Each line below should be written out exactly, with none skipped.

◆ **Data records**
━━━━━━━━━━━━━━━━━━━━
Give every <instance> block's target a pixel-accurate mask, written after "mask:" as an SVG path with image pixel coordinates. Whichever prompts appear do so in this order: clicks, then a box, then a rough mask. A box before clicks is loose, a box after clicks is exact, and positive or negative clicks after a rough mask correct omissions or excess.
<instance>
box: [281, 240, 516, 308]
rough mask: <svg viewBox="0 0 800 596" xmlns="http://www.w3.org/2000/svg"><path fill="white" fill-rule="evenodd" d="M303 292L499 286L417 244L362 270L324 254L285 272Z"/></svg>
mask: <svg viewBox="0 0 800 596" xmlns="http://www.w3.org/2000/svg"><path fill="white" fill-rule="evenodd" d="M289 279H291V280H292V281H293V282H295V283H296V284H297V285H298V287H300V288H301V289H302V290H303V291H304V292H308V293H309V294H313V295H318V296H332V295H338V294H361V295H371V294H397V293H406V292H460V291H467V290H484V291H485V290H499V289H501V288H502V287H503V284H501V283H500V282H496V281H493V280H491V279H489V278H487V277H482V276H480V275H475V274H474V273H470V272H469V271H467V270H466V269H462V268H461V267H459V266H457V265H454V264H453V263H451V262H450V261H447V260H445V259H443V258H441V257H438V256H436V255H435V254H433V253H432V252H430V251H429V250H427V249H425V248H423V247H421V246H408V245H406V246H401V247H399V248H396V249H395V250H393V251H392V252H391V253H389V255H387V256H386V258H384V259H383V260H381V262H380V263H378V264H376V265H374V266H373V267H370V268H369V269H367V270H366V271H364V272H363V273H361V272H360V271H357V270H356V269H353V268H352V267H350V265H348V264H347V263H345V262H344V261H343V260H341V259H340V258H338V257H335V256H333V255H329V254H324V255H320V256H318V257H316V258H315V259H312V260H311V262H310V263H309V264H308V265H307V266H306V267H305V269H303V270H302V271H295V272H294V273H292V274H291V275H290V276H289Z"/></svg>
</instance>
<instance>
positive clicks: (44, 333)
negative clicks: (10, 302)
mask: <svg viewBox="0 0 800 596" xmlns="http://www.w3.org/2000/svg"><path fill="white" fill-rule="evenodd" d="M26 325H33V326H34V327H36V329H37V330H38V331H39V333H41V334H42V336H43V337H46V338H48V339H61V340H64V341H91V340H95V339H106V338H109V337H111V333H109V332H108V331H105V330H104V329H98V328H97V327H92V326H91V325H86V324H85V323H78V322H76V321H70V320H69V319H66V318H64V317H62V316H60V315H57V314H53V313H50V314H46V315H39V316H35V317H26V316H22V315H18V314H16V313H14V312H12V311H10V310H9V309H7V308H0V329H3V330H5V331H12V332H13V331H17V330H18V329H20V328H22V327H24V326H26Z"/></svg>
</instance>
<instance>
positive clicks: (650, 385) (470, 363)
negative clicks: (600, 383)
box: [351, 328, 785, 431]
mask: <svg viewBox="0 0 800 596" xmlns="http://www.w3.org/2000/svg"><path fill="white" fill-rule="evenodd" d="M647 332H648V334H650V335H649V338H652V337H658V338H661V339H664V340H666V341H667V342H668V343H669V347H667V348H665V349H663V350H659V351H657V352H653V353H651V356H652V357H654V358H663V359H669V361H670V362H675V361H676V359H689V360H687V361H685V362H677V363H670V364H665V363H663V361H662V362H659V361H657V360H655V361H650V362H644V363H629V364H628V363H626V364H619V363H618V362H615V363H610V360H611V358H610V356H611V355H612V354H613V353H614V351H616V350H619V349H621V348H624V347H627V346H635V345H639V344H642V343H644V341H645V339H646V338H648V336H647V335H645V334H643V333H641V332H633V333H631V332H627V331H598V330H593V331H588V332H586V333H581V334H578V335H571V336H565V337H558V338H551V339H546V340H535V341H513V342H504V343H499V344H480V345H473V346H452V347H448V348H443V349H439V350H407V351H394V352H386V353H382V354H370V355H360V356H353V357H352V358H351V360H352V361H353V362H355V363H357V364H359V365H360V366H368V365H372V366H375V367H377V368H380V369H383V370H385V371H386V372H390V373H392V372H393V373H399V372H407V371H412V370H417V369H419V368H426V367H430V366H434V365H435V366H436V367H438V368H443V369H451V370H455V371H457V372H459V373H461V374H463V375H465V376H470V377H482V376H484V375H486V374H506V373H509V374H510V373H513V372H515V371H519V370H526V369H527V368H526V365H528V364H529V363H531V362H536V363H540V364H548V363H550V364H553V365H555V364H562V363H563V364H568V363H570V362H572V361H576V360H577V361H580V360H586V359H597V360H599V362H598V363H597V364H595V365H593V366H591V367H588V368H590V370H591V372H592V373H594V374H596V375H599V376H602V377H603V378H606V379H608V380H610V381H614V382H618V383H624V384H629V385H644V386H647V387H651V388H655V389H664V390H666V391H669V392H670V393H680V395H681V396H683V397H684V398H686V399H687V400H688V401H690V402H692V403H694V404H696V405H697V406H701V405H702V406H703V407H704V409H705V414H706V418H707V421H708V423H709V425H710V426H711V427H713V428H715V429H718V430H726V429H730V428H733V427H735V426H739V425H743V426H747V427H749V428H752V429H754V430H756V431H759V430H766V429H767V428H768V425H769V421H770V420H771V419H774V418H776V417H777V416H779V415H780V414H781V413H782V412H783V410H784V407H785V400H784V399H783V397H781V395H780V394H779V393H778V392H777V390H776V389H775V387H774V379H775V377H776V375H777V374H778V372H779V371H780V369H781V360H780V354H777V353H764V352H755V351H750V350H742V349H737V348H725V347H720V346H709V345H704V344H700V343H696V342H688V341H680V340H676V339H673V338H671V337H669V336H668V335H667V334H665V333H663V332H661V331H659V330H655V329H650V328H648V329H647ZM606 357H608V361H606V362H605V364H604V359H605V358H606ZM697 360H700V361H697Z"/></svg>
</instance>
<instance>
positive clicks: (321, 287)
━━━━━━━━━━━━━━━━━━━━
◆ **Problem solution**
Give every <instance> block's target a pixel-accurate mask, written after "mask:" as an SVG path with image pixel coordinates. Whichever prompts appear do so in this order: clicks, then a box, then a rough mask. A box before clicks is loose, a box after clicks is exact, and positive or negative clicks after a rough mask correct omissions or excess.
<instance>
box: [281, 240, 516, 308]
rough mask: <svg viewBox="0 0 800 596" xmlns="http://www.w3.org/2000/svg"><path fill="white" fill-rule="evenodd" d="M303 292L499 286L417 244L362 270L324 254L285 272Z"/></svg>
mask: <svg viewBox="0 0 800 596" xmlns="http://www.w3.org/2000/svg"><path fill="white" fill-rule="evenodd" d="M289 279H291V280H292V281H293V282H295V283H296V284H297V285H298V287H300V288H301V289H302V290H303V291H304V292H308V293H309V294H313V295H318V296H332V295H338V294H361V295H371V294H397V293H406V292H460V291H467V290H484V291H485V290H499V289H501V288H502V287H503V284H501V283H500V282H496V281H493V280H491V279H489V278H487V277H482V276H480V275H475V274H474V273H470V272H469V271H467V270H466V269H462V268H461V267H459V266H457V265H454V264H453V263H451V262H450V261H447V260H445V259H443V258H441V257H438V256H436V255H435V254H433V253H432V252H430V251H429V250H427V249H425V248H423V247H421V246H408V245H406V246H401V247H399V248H396V249H395V250H393V251H392V252H391V253H389V255H387V256H386V258H384V259H383V260H381V262H380V263H378V264H376V265H374V266H373V267H370V268H369V269H367V270H366V271H364V272H363V273H361V272H360V271H357V270H356V269H353V268H352V267H350V265H348V264H347V263H345V262H344V261H343V260H341V259H340V258H338V257H335V256H333V255H329V254H324V255H320V256H318V257H316V258H315V259H312V260H311V262H310V263H309V264H308V265H307V266H306V267H305V269H303V270H302V271H295V272H294V273H292V274H291V275H290V276H289Z"/></svg>
</instance>
<instance>
positive clicks: (44, 333)
negative clicks: (10, 302)
mask: <svg viewBox="0 0 800 596" xmlns="http://www.w3.org/2000/svg"><path fill="white" fill-rule="evenodd" d="M26 325H33V326H34V327H36V329H37V330H38V331H39V333H41V334H42V336H43V337H46V338H48V339H61V340H64V341H91V340H95V339H106V338H109V337H111V333H109V332H108V331H105V330H104V329H98V328H97V327H92V326H91V325H86V324H85V323H78V322H76V321H70V320H69V319H66V318H64V317H62V316H60V315H57V314H53V313H50V314H46V315H39V316H35V317H26V316H22V315H18V314H16V313H14V312H12V311H10V310H9V309H7V308H0V329H3V330H5V331H12V332H13V331H17V330H18V329H20V328H22V327H24V326H26Z"/></svg>
</instance>
<instance>
positive clicks: (650, 385) (470, 363)
negative clicks: (600, 383)
box: [351, 328, 785, 431]
mask: <svg viewBox="0 0 800 596" xmlns="http://www.w3.org/2000/svg"><path fill="white" fill-rule="evenodd" d="M647 332H648V334H650V335H649V338H652V337H658V338H661V339H664V340H666V341H667V342H668V343H669V347H667V348H665V349H663V350H659V351H657V352H653V353H651V356H652V357H654V358H663V359H669V361H670V362H675V361H676V359H689V360H687V361H685V362H677V363H670V364H665V363H663V361H662V362H659V361H657V360H655V361H650V362H644V363H629V364H628V363H626V364H619V363H618V362H615V363H610V360H611V358H610V356H611V355H612V354H613V353H614V351H616V350H619V349H621V348H624V347H627V346H635V345H639V344H642V343H644V341H645V339H646V338H648V336H647V335H645V334H643V333H641V332H633V333H631V332H627V331H598V330H593V331H588V332H586V333H581V334H578V335H571V336H565V337H558V338H551V339H546V340H535V341H513V342H504V343H499V344H480V345H473V346H452V347H448V348H443V349H439V350H407V351H394V352H386V353H382V354H370V355H360V356H353V357H352V358H351V360H352V361H353V362H355V363H357V364H359V365H360V366H368V365H372V366H375V367H377V368H380V369H383V370H385V371H386V372H390V373H392V372H393V373H399V372H407V371H412V370H417V369H419V368H426V367H430V366H434V365H435V366H436V367H438V368H443V369H451V370H455V371H457V372H459V373H461V374H463V375H465V376H470V377H482V376H484V375H486V374H506V373H509V374H510V373H513V372H515V371H519V370H526V369H527V368H526V365H528V364H529V363H531V362H536V363H540V364H548V363H550V364H553V365H555V364H562V363H563V364H568V363H570V362H572V361H576V360H577V361H580V360H586V359H597V360H599V362H598V363H597V364H595V365H593V366H591V367H588V368H590V370H591V372H592V373H594V374H596V375H599V376H602V377H603V378H606V379H608V380H610V381H614V382H618V383H624V384H629V385H644V386H647V387H651V388H655V389H664V390H666V391H669V392H670V393H680V395H681V396H683V397H684V398H686V399H687V400H688V401H690V402H692V403H694V404H696V405H697V406H701V405H702V406H703V407H704V409H705V414H706V418H707V421H708V423H709V425H710V426H711V427H713V428H715V429H718V430H726V429H730V428H733V427H735V426H739V425H743V426H747V427H749V428H752V429H754V430H756V431H759V430H766V429H767V428H768V425H769V421H770V420H771V419H774V418H776V417H777V416H779V415H780V414H781V413H782V412H783V410H784V407H785V400H784V399H783V397H781V395H780V394H779V393H778V392H777V390H776V389H775V387H774V379H775V377H776V375H777V374H778V372H779V371H780V369H781V360H780V354H777V353H764V352H755V351H750V350H742V349H737V348H725V347H720V346H709V345H704V344H700V343H696V342H688V341H680V340H676V339H673V338H671V337H669V336H668V335H667V334H665V333H663V332H661V331H659V330H655V329H650V328H648V329H647ZM606 357H608V361H606V362H605V364H604V359H605V358H606ZM697 360H700V361H697Z"/></svg>
</instance>
<instance>
positive clicks: (321, 287)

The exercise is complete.